--- start ---

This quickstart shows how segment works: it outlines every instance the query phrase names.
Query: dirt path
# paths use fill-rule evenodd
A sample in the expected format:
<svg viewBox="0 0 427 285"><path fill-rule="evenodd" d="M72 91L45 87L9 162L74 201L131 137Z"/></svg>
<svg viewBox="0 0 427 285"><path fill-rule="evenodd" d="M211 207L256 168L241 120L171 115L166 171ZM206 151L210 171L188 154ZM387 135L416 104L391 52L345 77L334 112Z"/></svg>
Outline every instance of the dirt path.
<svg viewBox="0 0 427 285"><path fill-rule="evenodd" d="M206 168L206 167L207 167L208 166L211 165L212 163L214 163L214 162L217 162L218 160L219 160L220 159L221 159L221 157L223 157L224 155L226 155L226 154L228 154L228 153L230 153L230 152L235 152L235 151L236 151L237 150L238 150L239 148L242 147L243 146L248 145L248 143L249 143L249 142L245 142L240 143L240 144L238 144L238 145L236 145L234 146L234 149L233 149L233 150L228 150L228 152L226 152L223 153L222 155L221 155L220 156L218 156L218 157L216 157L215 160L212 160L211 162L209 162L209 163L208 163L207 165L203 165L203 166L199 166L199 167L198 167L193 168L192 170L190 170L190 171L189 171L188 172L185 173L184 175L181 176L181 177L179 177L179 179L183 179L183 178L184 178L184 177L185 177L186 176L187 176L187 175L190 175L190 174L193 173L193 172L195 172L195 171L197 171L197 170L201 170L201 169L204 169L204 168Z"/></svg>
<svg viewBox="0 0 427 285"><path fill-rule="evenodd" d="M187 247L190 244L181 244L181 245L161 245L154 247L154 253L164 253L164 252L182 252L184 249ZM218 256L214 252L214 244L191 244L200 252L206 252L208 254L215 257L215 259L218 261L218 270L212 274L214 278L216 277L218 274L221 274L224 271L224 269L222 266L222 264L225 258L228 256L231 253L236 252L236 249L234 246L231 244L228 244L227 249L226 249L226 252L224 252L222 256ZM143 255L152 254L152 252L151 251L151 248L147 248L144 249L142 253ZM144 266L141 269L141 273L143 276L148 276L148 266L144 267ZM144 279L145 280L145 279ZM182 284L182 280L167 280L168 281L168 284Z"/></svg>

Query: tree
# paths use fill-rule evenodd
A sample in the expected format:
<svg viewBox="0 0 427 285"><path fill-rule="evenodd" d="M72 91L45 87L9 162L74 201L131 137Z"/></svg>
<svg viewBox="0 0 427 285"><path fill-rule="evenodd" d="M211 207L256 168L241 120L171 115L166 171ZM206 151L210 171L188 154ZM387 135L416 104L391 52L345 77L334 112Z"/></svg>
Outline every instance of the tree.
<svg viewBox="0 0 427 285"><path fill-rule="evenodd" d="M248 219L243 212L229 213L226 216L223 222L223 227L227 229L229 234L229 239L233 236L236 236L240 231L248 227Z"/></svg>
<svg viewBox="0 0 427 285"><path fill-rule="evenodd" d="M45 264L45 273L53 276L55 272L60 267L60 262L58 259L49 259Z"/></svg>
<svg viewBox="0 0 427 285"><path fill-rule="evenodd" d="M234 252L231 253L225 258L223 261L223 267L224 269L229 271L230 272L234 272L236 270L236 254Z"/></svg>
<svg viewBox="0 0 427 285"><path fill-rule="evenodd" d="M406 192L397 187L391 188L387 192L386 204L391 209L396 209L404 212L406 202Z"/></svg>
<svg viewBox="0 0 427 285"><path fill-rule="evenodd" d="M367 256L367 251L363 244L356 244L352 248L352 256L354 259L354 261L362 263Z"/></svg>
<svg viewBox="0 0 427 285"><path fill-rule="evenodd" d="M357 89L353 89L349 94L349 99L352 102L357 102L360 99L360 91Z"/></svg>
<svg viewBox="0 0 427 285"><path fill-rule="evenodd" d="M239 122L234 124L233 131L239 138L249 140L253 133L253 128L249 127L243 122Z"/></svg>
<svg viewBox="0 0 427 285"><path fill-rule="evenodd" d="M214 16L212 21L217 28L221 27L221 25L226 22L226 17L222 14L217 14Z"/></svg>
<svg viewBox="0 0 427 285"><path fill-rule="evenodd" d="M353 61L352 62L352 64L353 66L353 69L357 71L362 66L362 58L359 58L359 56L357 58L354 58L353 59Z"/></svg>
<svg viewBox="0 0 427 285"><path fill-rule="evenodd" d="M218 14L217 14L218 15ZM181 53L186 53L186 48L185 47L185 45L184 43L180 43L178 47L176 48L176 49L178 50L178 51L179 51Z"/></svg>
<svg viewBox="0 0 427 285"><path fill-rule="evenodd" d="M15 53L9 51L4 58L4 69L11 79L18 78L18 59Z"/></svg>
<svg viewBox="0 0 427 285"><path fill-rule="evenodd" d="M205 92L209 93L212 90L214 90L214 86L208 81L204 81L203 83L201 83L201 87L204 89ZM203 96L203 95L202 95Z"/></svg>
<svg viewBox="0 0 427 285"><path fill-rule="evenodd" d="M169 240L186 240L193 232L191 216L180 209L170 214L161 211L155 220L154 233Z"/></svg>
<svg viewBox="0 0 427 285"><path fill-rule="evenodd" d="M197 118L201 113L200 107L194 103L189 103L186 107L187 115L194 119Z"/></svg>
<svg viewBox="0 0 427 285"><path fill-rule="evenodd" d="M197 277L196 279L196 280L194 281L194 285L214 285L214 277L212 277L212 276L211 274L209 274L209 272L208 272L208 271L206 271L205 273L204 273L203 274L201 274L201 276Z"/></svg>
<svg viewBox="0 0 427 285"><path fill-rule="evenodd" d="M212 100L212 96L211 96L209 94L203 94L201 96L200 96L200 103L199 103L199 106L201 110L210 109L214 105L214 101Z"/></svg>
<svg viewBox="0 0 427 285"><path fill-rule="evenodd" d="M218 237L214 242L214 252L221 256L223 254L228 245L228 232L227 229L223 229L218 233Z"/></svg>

--- end ---

» **WHAT YOU NEED TO DO**:
Return, verbatim, the lines of the material from its first line up to and including the line that contains "Outline every instance of the dirt path.".

» **TASK RESULT**:
This quickstart shows how segment works: it outlines every instance the query phrase names.
Query: dirt path
# paths use fill-rule evenodd
A sample in the expected format:
<svg viewBox="0 0 427 285"><path fill-rule="evenodd" d="M72 91L45 87L9 162L74 201L131 137Z"/></svg>
<svg viewBox="0 0 427 285"><path fill-rule="evenodd" d="M211 207L256 168L241 120L171 115L166 171ZM206 151L210 171L188 154ZM387 135L416 104L391 52L345 77L334 112Z"/></svg>
Outline every instance of the dirt path.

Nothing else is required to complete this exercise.